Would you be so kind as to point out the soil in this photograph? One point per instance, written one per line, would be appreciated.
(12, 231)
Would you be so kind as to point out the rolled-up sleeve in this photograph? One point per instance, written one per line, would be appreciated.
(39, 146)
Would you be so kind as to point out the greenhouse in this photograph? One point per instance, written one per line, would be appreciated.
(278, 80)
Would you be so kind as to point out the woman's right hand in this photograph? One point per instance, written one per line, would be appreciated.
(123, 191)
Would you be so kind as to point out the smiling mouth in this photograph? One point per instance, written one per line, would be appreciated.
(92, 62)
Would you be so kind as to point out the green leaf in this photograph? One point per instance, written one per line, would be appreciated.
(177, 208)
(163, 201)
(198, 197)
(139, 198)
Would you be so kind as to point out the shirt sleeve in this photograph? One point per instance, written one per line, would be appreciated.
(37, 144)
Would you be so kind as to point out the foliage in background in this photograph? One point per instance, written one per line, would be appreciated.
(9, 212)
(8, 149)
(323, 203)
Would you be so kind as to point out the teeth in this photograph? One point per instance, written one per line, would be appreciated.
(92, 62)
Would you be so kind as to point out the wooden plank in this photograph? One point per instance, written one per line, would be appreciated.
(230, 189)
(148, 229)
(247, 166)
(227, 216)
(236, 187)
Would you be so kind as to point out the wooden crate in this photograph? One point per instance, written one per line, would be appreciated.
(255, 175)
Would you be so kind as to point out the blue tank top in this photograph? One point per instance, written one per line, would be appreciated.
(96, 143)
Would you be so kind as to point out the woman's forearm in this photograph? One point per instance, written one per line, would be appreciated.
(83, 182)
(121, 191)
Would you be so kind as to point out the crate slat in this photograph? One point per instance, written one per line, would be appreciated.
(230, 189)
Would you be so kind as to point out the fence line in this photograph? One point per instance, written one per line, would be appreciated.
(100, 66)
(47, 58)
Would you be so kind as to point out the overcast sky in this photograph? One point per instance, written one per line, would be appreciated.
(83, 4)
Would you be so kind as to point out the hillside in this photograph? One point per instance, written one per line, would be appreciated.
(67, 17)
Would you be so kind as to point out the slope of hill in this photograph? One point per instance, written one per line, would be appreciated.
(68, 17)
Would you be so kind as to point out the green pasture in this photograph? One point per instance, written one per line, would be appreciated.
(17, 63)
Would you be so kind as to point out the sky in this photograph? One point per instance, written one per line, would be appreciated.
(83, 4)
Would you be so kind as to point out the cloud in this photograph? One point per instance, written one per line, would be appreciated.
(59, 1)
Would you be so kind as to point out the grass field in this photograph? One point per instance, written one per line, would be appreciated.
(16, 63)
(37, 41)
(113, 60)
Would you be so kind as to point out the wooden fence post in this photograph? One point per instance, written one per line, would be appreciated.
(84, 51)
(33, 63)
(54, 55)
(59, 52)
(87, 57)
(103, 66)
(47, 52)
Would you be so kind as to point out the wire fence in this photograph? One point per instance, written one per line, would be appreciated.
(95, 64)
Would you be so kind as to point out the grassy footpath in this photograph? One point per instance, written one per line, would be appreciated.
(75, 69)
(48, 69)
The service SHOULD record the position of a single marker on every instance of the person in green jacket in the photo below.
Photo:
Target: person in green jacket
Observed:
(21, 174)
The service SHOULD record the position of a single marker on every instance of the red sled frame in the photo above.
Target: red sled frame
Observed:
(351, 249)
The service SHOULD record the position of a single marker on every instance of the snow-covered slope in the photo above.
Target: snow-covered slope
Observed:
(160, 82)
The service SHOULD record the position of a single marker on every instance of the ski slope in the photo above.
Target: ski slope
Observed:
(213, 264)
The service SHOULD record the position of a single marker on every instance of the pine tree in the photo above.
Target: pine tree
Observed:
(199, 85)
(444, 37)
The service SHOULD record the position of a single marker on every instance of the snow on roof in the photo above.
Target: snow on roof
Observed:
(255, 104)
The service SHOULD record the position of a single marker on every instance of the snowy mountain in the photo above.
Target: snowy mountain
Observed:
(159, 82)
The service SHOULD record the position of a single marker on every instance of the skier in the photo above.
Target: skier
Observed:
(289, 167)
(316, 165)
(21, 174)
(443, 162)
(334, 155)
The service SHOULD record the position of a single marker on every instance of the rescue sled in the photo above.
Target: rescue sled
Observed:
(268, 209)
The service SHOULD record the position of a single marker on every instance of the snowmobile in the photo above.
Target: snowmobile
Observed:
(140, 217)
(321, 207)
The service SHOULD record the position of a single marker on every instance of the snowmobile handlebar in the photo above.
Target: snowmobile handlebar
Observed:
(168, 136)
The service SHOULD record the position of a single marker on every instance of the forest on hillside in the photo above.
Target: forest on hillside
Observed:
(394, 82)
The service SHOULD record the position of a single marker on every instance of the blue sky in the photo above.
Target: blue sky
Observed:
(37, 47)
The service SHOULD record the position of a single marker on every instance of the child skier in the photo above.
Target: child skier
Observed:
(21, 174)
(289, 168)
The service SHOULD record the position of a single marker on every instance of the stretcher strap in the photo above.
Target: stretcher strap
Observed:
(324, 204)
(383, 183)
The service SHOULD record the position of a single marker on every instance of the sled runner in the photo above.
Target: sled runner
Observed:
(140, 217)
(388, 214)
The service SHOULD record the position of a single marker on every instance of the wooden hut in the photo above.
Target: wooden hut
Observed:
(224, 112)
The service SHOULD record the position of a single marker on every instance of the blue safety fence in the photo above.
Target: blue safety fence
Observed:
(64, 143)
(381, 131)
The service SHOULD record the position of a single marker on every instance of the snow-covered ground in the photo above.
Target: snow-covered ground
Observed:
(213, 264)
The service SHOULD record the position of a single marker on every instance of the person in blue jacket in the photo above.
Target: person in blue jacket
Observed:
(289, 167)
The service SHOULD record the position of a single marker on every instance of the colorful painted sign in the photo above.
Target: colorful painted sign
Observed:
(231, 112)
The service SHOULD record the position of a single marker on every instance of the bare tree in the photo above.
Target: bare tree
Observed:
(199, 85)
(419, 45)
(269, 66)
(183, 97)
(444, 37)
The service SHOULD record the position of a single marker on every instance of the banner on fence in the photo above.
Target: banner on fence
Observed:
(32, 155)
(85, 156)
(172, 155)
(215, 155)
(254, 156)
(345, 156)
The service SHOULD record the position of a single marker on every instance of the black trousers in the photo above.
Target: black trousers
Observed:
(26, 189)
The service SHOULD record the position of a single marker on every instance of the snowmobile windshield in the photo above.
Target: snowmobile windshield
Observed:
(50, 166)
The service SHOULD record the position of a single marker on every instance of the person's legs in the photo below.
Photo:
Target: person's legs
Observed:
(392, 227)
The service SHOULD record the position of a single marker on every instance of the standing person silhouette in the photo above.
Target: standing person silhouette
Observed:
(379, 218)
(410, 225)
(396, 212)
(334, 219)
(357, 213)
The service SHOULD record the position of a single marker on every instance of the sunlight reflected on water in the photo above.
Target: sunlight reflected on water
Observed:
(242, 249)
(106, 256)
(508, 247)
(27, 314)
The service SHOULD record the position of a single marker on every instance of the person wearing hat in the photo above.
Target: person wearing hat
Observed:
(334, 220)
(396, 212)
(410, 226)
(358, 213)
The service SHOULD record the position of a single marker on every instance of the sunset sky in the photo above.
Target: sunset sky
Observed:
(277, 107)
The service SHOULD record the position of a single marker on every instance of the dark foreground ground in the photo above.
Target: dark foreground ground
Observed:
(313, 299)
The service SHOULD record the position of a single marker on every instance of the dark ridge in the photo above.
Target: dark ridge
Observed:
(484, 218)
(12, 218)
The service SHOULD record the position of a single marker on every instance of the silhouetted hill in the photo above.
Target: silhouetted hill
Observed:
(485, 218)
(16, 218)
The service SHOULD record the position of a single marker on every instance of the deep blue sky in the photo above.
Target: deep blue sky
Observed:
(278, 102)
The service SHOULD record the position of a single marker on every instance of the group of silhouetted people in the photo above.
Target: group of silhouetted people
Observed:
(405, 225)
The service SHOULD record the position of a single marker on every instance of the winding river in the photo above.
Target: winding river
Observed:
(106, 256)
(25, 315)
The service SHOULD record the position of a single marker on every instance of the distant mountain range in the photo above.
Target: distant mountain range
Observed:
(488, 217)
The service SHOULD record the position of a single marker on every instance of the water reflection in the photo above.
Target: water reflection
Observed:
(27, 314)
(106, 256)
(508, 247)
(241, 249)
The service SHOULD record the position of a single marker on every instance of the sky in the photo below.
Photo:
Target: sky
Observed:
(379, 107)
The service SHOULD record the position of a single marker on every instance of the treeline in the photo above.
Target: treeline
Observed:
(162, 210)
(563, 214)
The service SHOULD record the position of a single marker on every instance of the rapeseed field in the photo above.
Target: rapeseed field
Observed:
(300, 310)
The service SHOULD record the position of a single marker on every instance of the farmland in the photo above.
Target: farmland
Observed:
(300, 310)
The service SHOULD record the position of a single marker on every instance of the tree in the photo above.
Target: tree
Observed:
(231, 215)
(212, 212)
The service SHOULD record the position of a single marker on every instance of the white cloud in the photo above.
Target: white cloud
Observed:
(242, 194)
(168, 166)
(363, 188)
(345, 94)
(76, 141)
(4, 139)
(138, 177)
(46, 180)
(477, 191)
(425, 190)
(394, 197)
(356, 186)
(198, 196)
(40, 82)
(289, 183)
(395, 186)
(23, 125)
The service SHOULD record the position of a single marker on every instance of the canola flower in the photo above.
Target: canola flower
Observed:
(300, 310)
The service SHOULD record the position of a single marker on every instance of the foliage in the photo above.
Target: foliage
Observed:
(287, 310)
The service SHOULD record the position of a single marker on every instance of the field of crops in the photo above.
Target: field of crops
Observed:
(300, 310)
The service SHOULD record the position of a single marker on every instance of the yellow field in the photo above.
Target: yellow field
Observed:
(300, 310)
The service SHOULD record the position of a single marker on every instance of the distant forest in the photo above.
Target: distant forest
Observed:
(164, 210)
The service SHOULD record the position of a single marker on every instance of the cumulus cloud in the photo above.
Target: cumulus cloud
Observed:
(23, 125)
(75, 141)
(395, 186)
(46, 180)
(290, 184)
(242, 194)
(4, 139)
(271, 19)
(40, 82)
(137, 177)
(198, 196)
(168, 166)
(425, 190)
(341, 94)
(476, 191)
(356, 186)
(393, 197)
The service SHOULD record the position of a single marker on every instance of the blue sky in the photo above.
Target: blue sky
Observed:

== == ==

Problem to solve - What lines above contain the string "frame"? Copy all of them.

Exercise response -
The service SHOULD record the position of a single marker on every instance of the red sled frame in the photo above.
Target: red sled frame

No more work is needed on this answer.